### Stated exercise
Copy the data below, changing "outline" to "boundary" and keeping everything else the same. Leave out the pictures.

Dataset excerpt:

■ ■ ■ ■ ■

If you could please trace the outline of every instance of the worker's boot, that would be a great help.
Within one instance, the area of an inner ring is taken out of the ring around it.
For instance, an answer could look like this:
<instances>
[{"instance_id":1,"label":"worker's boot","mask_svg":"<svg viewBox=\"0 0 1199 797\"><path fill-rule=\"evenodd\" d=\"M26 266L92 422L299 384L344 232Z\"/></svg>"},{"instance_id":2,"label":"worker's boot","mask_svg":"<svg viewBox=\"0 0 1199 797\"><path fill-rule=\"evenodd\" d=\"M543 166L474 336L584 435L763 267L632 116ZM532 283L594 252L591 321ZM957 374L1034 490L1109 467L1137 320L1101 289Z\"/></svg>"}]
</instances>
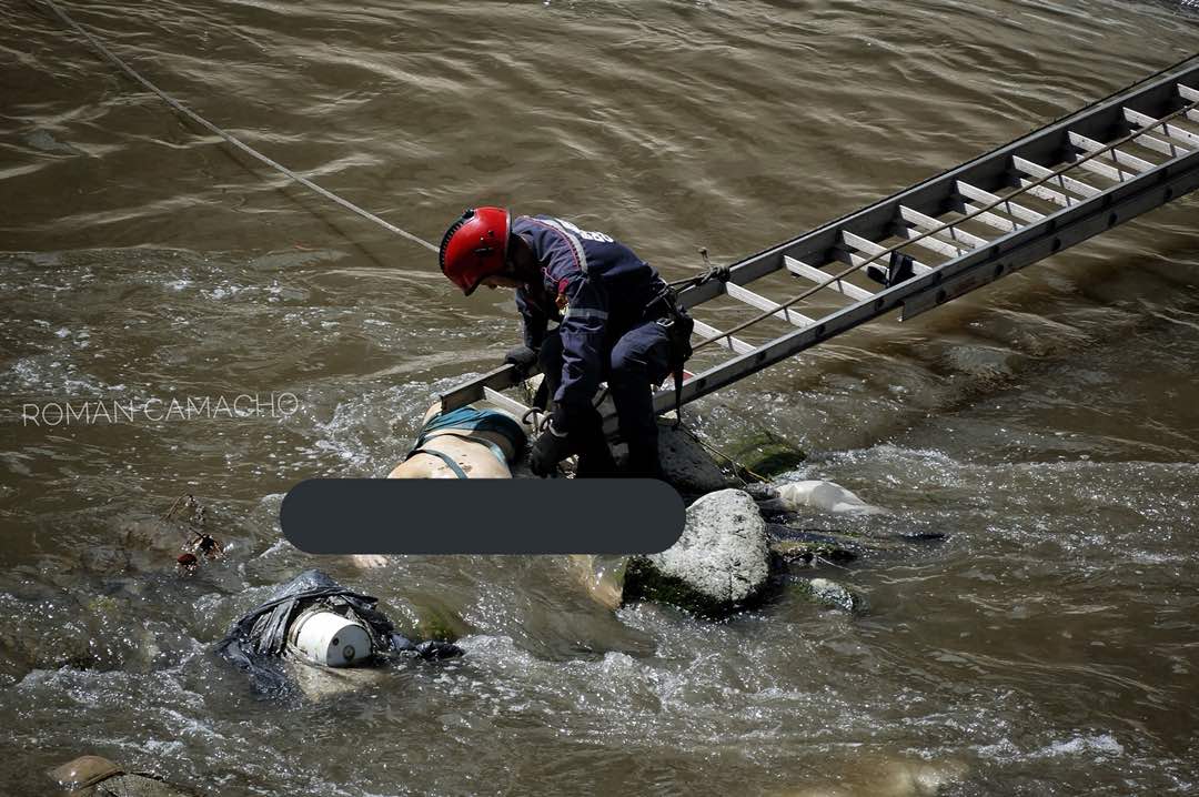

■ ■ ■ ■ ■

### Expected answer
If you could please trace the boundary of every instance of the worker's boot, that would be a great help.
Within one instance, the area of an inner ring is taken out of the ring around it.
For instance, an answer could look like this:
<instances>
[{"instance_id":1,"label":"worker's boot","mask_svg":"<svg viewBox=\"0 0 1199 797\"><path fill-rule=\"evenodd\" d=\"M26 266L92 422L299 384L344 232Z\"/></svg>"},{"instance_id":2,"label":"worker's boot","mask_svg":"<svg viewBox=\"0 0 1199 797\"><path fill-rule=\"evenodd\" d=\"M543 166L474 336L584 435L763 267L632 116ZM532 283L594 252L591 321ZM957 374L1034 490L1109 467L1137 320L1101 289Z\"/></svg>"}]
</instances>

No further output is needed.